══ EXERCISE DATA

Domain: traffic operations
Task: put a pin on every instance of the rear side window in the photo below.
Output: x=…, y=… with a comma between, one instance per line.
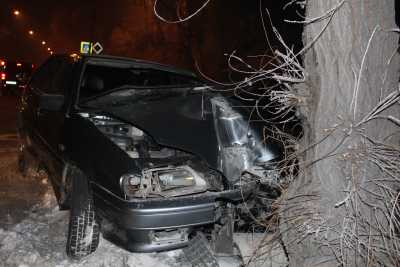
x=53, y=77
x=62, y=78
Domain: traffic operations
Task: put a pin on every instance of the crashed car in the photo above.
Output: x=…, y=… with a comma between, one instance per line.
x=146, y=154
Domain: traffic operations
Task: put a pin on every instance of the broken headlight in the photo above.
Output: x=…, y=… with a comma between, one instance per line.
x=166, y=182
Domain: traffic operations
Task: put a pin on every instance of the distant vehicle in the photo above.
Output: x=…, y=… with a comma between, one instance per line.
x=145, y=153
x=13, y=76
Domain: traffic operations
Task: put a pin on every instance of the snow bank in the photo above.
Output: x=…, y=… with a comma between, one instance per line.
x=39, y=240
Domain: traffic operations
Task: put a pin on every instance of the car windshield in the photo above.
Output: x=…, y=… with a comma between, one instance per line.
x=117, y=85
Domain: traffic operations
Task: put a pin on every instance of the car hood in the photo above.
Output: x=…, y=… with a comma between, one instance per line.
x=188, y=123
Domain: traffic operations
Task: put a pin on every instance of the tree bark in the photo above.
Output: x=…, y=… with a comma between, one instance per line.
x=334, y=213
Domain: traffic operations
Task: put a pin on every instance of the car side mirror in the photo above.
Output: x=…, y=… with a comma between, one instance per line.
x=51, y=102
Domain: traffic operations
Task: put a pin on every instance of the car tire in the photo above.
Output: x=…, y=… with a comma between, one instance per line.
x=84, y=227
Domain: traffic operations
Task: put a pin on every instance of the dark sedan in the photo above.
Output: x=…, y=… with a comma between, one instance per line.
x=145, y=153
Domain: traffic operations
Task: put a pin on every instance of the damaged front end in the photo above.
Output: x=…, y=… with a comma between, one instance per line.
x=241, y=150
x=177, y=189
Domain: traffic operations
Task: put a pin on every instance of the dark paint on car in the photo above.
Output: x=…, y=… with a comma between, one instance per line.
x=145, y=153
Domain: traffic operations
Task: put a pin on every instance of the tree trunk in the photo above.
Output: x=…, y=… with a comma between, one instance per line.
x=339, y=210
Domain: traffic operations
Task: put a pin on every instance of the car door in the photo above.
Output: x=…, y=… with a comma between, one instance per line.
x=29, y=109
x=51, y=122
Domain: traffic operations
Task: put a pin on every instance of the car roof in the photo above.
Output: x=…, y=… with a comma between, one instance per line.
x=125, y=61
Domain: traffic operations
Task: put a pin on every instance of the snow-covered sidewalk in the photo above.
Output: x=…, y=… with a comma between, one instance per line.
x=38, y=237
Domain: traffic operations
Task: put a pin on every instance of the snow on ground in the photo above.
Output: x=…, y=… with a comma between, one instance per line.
x=33, y=231
x=39, y=240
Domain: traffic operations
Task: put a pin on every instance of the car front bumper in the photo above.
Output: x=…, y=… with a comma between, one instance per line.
x=149, y=225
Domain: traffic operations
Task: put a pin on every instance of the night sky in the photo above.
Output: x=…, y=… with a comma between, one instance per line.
x=129, y=28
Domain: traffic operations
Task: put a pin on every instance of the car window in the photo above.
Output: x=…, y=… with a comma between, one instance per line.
x=40, y=75
x=99, y=79
x=62, y=78
x=42, y=79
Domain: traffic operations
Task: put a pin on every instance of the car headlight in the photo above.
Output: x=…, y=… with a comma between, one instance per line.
x=169, y=181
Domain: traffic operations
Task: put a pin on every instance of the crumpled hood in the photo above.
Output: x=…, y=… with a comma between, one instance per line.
x=187, y=123
x=184, y=123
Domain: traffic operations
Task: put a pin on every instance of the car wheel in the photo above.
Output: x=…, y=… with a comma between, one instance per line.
x=84, y=227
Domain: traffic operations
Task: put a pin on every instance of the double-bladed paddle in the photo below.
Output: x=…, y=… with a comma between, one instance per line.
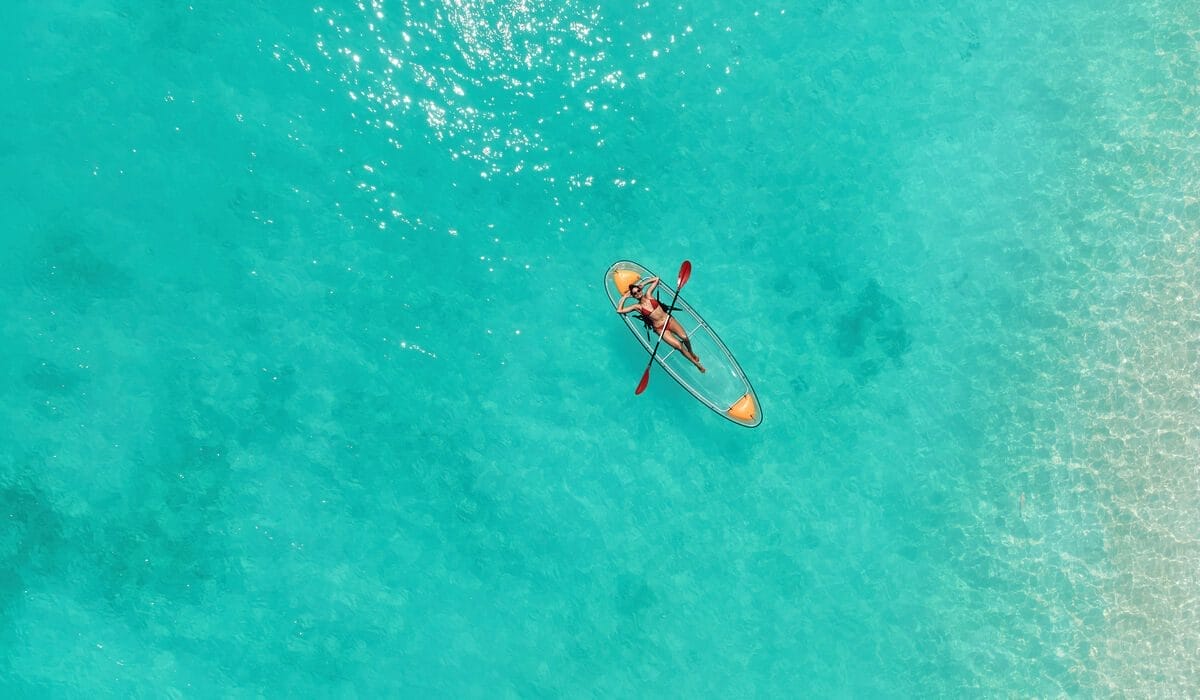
x=684, y=273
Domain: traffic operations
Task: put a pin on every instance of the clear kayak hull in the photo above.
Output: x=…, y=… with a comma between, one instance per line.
x=724, y=387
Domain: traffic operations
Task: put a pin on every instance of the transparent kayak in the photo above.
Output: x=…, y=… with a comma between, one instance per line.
x=724, y=387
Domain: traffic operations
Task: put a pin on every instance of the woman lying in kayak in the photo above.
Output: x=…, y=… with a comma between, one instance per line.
x=655, y=316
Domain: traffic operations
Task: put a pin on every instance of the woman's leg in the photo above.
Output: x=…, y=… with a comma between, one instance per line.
x=675, y=327
x=683, y=346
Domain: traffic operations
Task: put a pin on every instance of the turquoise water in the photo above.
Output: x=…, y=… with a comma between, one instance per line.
x=312, y=388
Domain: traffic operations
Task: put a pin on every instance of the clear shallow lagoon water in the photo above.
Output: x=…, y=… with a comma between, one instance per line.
x=312, y=388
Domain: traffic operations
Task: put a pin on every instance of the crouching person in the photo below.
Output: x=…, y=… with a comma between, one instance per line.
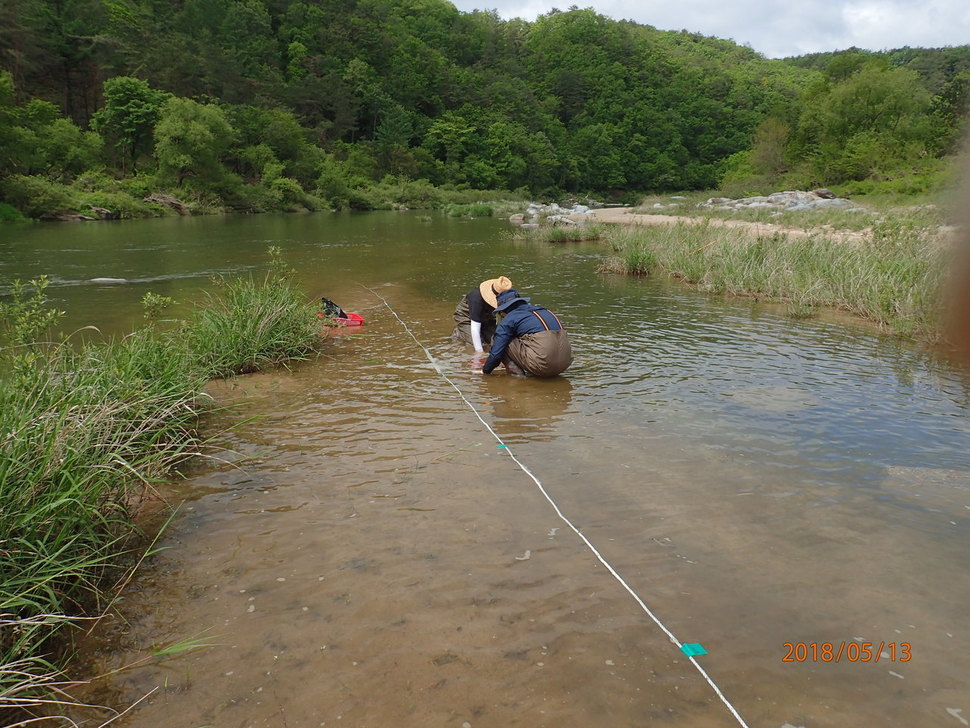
x=530, y=340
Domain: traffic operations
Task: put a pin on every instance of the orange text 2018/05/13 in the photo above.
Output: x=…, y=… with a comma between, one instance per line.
x=851, y=651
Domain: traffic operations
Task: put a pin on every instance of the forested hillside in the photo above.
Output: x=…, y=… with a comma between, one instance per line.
x=277, y=104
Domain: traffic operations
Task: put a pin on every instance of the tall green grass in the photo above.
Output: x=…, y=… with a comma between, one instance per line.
x=84, y=431
x=893, y=276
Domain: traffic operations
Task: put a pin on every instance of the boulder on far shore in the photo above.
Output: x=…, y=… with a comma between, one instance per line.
x=789, y=201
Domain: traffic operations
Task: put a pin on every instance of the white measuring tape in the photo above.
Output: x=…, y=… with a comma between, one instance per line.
x=562, y=516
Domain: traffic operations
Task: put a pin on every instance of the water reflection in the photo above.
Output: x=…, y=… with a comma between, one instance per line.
x=524, y=409
x=375, y=559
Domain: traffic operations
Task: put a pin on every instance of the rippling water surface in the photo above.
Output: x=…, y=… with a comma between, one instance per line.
x=363, y=552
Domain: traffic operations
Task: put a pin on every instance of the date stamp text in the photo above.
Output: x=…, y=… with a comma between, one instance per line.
x=847, y=651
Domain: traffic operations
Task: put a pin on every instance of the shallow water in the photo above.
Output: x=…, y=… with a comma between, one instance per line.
x=364, y=552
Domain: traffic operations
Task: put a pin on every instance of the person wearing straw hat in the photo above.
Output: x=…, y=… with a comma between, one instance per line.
x=474, y=316
x=530, y=340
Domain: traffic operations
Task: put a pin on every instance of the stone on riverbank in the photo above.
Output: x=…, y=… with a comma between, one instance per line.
x=788, y=201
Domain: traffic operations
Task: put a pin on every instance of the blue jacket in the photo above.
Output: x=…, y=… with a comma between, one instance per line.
x=520, y=320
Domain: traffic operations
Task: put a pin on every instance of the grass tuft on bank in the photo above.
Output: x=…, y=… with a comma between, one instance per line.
x=894, y=276
x=85, y=429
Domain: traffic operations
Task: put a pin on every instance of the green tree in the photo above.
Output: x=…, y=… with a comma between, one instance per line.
x=191, y=141
x=127, y=120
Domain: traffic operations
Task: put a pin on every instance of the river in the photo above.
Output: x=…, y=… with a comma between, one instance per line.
x=791, y=495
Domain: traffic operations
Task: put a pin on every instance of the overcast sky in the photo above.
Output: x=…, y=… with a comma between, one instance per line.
x=779, y=28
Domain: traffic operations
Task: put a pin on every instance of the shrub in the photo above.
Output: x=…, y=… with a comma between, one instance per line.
x=38, y=197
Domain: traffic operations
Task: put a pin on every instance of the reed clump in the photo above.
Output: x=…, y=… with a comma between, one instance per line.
x=894, y=275
x=84, y=432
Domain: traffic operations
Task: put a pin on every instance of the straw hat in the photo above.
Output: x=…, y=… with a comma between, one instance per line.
x=492, y=287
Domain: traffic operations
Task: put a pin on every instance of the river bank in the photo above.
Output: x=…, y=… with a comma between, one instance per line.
x=893, y=270
x=89, y=428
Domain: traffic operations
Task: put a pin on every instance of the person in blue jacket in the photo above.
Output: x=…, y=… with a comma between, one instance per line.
x=530, y=340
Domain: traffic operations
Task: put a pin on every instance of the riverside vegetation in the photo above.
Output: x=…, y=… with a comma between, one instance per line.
x=135, y=108
x=88, y=428
x=894, y=272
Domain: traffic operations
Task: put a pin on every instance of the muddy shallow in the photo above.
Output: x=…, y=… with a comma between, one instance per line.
x=364, y=554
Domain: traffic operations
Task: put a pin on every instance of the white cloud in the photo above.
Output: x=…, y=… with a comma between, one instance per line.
x=780, y=29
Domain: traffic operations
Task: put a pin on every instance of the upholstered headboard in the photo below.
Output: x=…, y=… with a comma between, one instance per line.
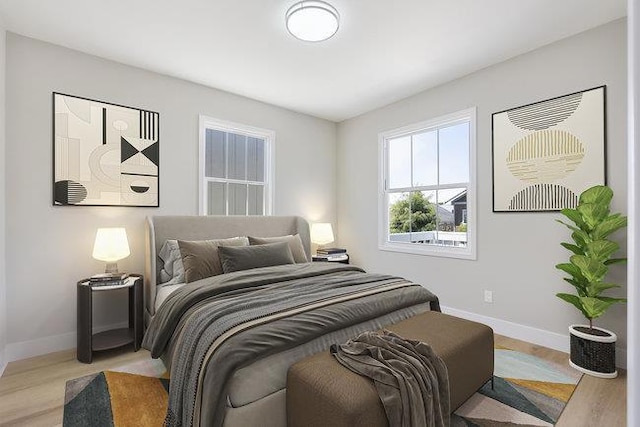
x=161, y=228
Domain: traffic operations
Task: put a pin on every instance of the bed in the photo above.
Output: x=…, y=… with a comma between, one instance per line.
x=228, y=340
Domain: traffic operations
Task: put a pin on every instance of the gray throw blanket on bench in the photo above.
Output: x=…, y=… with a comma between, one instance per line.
x=411, y=380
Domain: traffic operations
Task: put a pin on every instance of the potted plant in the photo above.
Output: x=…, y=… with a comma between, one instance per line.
x=592, y=348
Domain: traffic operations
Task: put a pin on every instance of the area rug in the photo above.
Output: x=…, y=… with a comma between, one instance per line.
x=528, y=391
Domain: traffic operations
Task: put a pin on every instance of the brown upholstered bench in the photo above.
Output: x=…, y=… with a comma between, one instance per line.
x=321, y=392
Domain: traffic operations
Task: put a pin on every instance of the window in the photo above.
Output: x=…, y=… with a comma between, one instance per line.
x=427, y=187
x=235, y=168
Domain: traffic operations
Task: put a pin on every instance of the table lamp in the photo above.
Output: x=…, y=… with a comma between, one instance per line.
x=111, y=245
x=321, y=233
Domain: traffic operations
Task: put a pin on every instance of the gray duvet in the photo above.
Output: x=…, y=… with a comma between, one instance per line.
x=218, y=325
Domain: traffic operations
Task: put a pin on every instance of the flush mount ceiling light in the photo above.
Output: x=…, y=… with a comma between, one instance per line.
x=312, y=21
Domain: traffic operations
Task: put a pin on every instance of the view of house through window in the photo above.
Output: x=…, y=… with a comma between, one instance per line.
x=427, y=183
x=234, y=171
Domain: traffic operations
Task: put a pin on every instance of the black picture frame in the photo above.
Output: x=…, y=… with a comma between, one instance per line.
x=544, y=154
x=104, y=154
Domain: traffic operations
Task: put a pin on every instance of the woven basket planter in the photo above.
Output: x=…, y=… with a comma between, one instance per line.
x=593, y=353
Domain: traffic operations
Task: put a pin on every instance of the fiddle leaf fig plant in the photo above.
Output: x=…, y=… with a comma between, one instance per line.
x=592, y=252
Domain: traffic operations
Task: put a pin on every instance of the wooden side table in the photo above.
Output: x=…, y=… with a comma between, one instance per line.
x=88, y=342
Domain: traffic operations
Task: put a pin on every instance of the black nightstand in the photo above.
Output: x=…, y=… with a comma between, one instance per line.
x=88, y=342
x=342, y=258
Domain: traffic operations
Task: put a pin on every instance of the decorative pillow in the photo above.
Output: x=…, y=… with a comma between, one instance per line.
x=172, y=271
x=200, y=258
x=245, y=258
x=294, y=242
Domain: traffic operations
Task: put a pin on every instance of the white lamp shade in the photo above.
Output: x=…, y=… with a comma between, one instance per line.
x=312, y=21
x=111, y=244
x=321, y=233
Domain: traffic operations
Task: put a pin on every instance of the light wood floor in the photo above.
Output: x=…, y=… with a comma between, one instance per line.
x=32, y=390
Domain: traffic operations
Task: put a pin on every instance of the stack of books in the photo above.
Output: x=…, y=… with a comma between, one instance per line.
x=108, y=279
x=331, y=254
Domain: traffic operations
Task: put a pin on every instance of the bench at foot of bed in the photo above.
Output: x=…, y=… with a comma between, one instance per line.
x=322, y=392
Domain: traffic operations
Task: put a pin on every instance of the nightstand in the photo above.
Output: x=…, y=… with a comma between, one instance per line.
x=88, y=342
x=342, y=258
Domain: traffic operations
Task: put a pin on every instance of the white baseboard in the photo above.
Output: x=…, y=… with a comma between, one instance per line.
x=25, y=349
x=536, y=336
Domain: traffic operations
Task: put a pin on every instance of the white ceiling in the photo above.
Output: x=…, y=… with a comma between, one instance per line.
x=385, y=50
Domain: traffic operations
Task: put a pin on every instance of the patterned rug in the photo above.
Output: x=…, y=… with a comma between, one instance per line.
x=528, y=391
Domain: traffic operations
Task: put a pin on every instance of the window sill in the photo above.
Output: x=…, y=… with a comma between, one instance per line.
x=430, y=250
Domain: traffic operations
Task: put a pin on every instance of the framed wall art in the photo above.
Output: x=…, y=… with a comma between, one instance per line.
x=546, y=153
x=104, y=154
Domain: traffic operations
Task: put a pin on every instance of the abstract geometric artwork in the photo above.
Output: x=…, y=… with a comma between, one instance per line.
x=104, y=154
x=545, y=154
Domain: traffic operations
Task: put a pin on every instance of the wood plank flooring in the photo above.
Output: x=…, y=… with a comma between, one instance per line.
x=32, y=390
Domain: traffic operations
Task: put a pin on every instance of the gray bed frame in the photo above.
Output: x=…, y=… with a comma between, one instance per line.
x=189, y=227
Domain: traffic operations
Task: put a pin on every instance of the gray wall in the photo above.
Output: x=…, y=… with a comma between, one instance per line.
x=633, y=321
x=3, y=277
x=516, y=252
x=51, y=246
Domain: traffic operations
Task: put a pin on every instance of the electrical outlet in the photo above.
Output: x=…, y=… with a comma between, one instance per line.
x=488, y=296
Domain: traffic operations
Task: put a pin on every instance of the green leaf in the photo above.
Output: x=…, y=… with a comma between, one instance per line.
x=598, y=194
x=601, y=249
x=594, y=307
x=581, y=287
x=572, y=299
x=609, y=225
x=581, y=238
x=594, y=289
x=593, y=214
x=571, y=270
x=572, y=227
x=591, y=269
x=574, y=216
x=573, y=248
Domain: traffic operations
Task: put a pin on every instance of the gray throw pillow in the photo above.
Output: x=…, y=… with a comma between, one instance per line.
x=200, y=258
x=247, y=257
x=294, y=242
x=172, y=271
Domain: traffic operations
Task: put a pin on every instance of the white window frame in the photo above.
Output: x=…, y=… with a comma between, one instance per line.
x=269, y=138
x=468, y=252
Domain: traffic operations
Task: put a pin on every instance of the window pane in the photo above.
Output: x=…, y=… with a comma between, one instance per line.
x=237, y=163
x=216, y=198
x=237, y=199
x=423, y=216
x=412, y=217
x=255, y=159
x=425, y=159
x=215, y=154
x=399, y=217
x=256, y=200
x=454, y=154
x=399, y=164
x=452, y=207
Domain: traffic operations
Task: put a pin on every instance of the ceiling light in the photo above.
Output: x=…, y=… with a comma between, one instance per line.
x=312, y=21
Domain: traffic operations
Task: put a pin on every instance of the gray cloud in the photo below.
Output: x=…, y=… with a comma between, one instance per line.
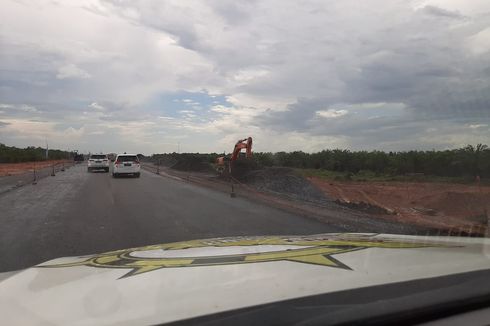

════

** DIRECTIONS FOR THIS TASK **
Above are the entries. Quote exactly the lines from the one bearing "Task: put a pin on every instance of the nightstand" through the one bearing "Task: put a pin on every instance of the patterned".

** ANSWER **
Task: put a pin on every instance of the nightstand in the photo above.
Output: x=…, y=… with a comma between, one instance per line.
x=88, y=342
x=342, y=258
Domain: traffic operations
Task: put a pin on every instance of the white baseboard in the photo above.
Output: x=…, y=… with a comma between, one instance per line.
x=25, y=349
x=536, y=336
Domain: traffic operations
Task: put a pin on every instance of the white ceiling in the photo above.
Output: x=…, y=… with a comma between, one instance per line.
x=385, y=50
Domain: traffic operations
Task: put a pin on every instance of the patterned rug in the photo above.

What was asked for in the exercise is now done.